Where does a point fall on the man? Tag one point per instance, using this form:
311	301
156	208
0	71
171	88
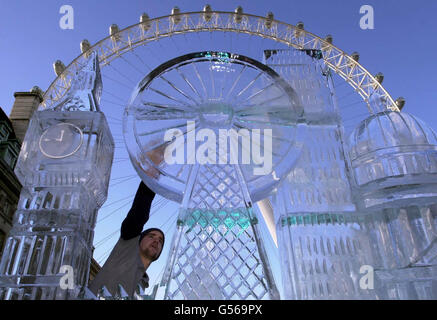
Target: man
134	251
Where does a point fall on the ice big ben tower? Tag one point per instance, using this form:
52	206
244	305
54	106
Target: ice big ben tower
64	167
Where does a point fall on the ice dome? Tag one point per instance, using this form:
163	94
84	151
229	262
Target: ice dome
393	157
389	129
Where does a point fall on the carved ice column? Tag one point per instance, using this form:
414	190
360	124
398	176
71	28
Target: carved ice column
217	252
64	166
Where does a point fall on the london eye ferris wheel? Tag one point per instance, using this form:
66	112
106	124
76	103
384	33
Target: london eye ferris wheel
212	69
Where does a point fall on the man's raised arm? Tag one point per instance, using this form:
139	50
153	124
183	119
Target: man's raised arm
138	215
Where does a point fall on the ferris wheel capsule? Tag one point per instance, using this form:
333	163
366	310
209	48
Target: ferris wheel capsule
268	22
355	56
145	21
84	45
113	32
207	15
329	39
59	67
299	29
238	14
175	12
379	77
400	103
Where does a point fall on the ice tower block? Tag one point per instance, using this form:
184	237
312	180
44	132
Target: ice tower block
393	158
323	242
64	167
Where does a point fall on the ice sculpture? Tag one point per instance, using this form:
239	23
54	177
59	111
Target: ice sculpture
64	167
224	101
357	208
394	164
322	244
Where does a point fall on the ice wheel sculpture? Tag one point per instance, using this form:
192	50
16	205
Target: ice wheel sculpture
246	119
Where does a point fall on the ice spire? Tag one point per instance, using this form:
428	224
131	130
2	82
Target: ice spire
86	88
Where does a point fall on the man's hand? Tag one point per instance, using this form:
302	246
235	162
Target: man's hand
156	156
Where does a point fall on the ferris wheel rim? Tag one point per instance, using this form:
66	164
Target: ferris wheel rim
317	42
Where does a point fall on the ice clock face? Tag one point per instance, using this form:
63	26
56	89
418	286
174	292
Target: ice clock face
61	140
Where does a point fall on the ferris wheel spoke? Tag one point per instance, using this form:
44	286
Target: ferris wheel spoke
200	79
162	129
248	86
212	79
189	83
235	82
168	96
116	81
121	74
257	93
249	125
262	104
178	90
168	107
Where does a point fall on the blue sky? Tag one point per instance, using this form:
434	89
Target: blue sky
402	46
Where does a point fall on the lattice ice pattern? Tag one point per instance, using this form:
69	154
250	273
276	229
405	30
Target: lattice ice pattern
218	258
216	187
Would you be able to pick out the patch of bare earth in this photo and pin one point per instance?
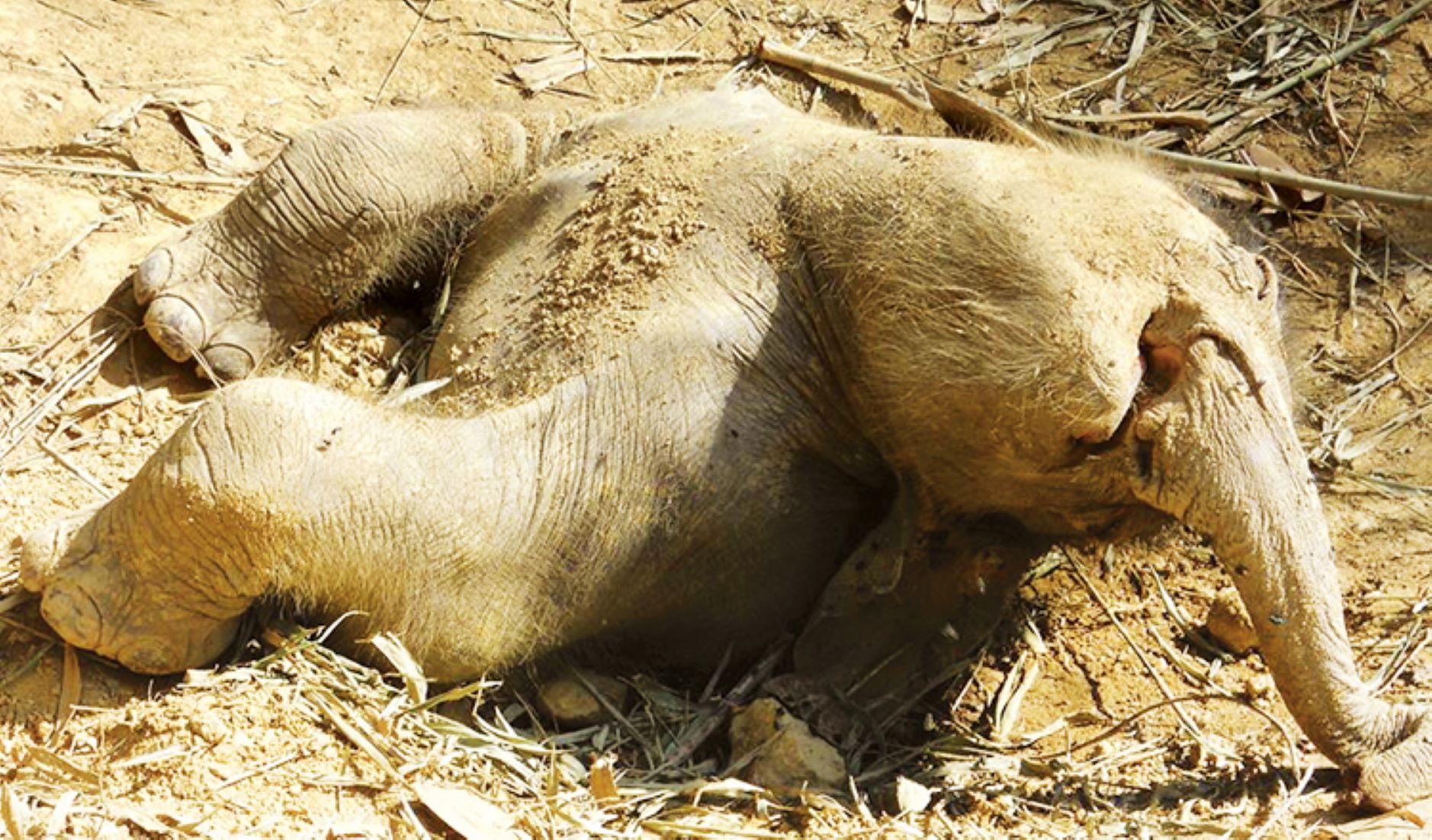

§

__Written problem__
Please rewrite all of the material above, changing "ferris wheel" to "observation wheel" wherever it appears and leaving everything else the same. Omit the pictures.

__The output__
Where does a point fall on the man? Tag one point per instance, using this form:
311	301
156	208
0	71
171	88
Target: man
134	251
Where does a point fall on the ice big ben tower? Tag one point per instance, using this form:
52	206
244	305
54	106
Target: ice big ben tower
64	167
Where does a point fall on the ice dome? Tag one point per instance, using this form:
163	94
84	151
229	262
Target: ice dome
393	157
389	129
Where does a point fall on the carved ice column? Tag one point per instance, using this form:
414	190
360	124
398	176
71	28
Target: carved ice column
217	252
64	166
Where does a point fall on the london eye observation wheel? Tag one point per instance, using this form:
66	112
106	124
76	103
384	33
Target: london eye observation wheel
212	69
Where does a point fall on the man's raised arm? Tag one point per instance, using this form:
139	50
153	124
183	119
Target: man's raised arm
138	215
Where does a point fall on the observation wheel capsule? Tag one point per instance, using this form:
333	163
366	310
209	48
Target: observation wheel capsule
268	22
355	56
145	21
84	45
113	32
207	15
329	39
59	67
299	29
238	14
175	12
379	77
400	103
Where does a point fall on the ice tower block? Tag one point per instance, using this form:
184	237
312	180
44	132
Target: ice tower block
393	158
323	242
64	167
Where does a point fall on the ice sculpture? Tag one point per instance, using this form:
239	23
54	177
59	111
Target: ice sculpture
64	167
224	101
357	208
394	164
322	244
Where does a point fall on the ice wheel sculpture? Tag one point per instance, using this form:
192	50
16	205
Target: ice wheel sculpture
246	119
Where does a point fall on the ice spire? Tag one point per instance, using this form:
428	224
131	130
2	82
Target: ice spire
86	88
Where does a point fall on the man's hand? Tag one point per instance, using this form:
302	246
235	162
Target: man's hand
156	156
Where does a point fall on the observation wheel rim? Tag one point per instance, using this form:
66	164
Target: observation wheel rim
317	42
Where does a point fall on the ice clock face? Tag one point per instance, using this form:
63	26
56	89
418	286
174	292
Target: ice clock face
61	140
Where does a point fall on the observation wheel spoke? Tag one point per instance, using this form:
44	286
Target: observation wheel spoke
200	79
162	129
248	86
212	79
189	83
235	82
168	96
116	81
121	74
257	93
249	125
262	104
178	90
168	107
Where does a point fall on the blue sky? Tag one point per instance, using this form:
434	89
Target: blue sky
402	46
Where does a point fall on the lattice ice pattern? Tag one point per instance, using this form:
69	154
250	273
276	229
405	30
Target: lattice ice pattern
218	258
216	187
Would you be able to pick out the patch of bare earth in this photo and pin one point per instance?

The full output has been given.